*EXERCISE PROMPT*.
Word for word, repeat every record.

(Beginning of DATA TO EXAMINE)

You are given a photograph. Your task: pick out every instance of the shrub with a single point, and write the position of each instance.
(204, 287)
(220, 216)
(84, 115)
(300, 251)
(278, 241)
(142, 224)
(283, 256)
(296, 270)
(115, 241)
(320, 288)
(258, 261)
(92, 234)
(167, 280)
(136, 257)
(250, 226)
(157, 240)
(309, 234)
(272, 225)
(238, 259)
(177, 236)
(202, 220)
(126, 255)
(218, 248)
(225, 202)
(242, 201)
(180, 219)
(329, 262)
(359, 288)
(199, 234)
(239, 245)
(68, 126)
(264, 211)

(End of DATA TO EXAMINE)

*SOLUTION TO THIS PROBLEM*.
You are given a photograph. Your task: pick out every instance of the shrub with a single point, and write the position of each instance.
(204, 287)
(220, 216)
(84, 115)
(300, 251)
(278, 241)
(142, 224)
(283, 256)
(296, 270)
(115, 241)
(320, 288)
(258, 261)
(92, 234)
(167, 280)
(136, 257)
(250, 226)
(157, 240)
(309, 234)
(272, 225)
(238, 259)
(177, 236)
(202, 220)
(126, 255)
(218, 248)
(225, 202)
(242, 201)
(180, 219)
(329, 262)
(359, 288)
(199, 234)
(239, 245)
(68, 126)
(264, 211)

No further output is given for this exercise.